- Exercise description
Pull out every line of the material below that contains the string "mask". Case counts.
— start of Exercise materials —
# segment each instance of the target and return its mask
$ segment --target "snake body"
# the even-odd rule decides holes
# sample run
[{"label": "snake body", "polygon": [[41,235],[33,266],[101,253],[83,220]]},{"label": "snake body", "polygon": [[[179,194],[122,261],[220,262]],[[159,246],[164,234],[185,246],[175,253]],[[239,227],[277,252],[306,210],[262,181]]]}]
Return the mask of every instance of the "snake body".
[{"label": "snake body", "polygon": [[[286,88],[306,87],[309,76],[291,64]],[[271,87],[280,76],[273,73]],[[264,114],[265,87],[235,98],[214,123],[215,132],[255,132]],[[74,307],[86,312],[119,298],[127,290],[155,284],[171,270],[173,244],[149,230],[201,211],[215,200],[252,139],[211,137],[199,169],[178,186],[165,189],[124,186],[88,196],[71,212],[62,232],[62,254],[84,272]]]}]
— end of Exercise materials —
- Written response
# segment each instance of the target and return its mask
Return the mask of every instance of the "snake body".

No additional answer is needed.